◆ Document section ◆
At around 180 base pairs long, Homeobox is a DNA sequence that is found within genes that are responsible for regulating patterns of anatomical development (morphogenesis) in living organisms. Homeodomain proteins regulate gene expression and cell differentiation during early embryonic development, and this means that mutations in this gene can cause developmental disorders in animals, plants, and fungi.
Homeobox genes encode homeodomain protein products that are transcription factors sharing a characteristic protein fold structure that binds DNA to regulate the expression of target genes. Homeodomain proteins function as transcription factors. This is thanks to the DNA binding properties of the conserved HTH motif, and it also means that homeodomain proteins are considered to be master control genes. A single Homeobox protein can regulate the expression of many target genes.

◆ Entries supplied ◆
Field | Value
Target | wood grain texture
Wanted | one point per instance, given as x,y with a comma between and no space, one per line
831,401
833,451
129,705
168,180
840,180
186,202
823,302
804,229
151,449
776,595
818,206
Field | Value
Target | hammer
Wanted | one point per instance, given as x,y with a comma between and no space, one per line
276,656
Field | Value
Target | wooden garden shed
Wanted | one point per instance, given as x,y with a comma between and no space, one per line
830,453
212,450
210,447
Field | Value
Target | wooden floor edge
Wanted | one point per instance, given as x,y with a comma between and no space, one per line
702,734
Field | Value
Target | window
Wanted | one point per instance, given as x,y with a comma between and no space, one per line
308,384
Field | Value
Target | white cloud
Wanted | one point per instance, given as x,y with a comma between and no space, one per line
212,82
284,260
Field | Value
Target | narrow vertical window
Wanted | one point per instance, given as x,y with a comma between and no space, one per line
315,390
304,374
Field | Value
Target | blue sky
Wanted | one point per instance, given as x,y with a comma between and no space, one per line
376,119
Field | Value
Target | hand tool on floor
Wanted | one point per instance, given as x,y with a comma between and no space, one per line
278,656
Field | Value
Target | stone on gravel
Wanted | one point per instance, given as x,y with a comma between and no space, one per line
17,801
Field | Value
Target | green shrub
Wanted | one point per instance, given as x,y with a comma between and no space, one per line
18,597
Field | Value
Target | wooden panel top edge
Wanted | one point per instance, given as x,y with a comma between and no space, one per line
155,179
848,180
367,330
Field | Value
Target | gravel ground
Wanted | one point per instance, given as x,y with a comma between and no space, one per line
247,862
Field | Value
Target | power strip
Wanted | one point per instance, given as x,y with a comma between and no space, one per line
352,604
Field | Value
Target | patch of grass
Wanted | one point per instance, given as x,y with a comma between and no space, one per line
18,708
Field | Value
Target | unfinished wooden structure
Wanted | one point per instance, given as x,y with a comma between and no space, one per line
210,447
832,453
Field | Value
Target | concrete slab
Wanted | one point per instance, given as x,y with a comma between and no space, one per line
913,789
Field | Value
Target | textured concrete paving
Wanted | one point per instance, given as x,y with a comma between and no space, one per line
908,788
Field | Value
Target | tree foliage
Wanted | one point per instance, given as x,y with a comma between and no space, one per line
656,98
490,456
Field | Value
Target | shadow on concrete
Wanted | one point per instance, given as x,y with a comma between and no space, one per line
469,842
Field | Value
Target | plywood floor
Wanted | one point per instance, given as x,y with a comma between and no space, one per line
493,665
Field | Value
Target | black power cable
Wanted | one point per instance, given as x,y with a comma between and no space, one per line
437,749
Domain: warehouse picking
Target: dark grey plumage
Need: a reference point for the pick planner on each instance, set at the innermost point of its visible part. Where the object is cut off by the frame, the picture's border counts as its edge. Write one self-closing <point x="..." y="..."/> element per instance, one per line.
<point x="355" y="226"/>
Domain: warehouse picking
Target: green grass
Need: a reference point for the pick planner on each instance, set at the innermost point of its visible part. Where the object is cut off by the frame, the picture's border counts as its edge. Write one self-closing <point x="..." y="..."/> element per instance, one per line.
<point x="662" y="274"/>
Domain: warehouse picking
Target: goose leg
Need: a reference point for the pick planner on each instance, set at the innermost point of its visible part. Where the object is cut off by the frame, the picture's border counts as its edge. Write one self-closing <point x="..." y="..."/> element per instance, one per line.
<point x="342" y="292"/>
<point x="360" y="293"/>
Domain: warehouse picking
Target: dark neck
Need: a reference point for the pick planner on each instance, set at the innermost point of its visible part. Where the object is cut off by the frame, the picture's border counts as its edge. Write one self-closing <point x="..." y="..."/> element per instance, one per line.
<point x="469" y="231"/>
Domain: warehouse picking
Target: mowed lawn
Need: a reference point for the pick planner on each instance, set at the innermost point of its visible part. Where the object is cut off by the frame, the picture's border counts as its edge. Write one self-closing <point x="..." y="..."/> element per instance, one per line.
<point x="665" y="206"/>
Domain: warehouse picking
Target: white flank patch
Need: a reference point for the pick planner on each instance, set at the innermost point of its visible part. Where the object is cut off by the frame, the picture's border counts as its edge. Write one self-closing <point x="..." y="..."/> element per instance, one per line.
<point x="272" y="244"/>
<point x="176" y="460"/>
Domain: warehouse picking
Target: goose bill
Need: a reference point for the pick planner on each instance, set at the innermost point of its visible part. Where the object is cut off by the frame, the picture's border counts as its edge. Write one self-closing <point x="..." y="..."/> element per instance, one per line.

◆ Problem to solve ◆
Carry on the passage about homeobox genes above, starting right after its last sentence.

◆ Task output ◆
These proteins are crucial to the formation of body structures during early embryonic development, and this is what gives them a strong connection to developmental disorders. Many homeodomain proteins induce cellular differentiation by initiating the cascades of coregulated genes required to produce individual tissues and organs, and this means that subtle mutations can have a huge impact on the body that is produced.
Homeobox in plants
While proteins like this are commonly associated with animals, they are also found in plants. Plant homeobox genes code for the typical 60 amino acid long DNA-binding homeodomain or in case of the TALE (three amino acid loop extension) homeobox genes for an atypical homeodomain consisting of 63 amino acids. This makes these genes just as important for plants as they are for animals.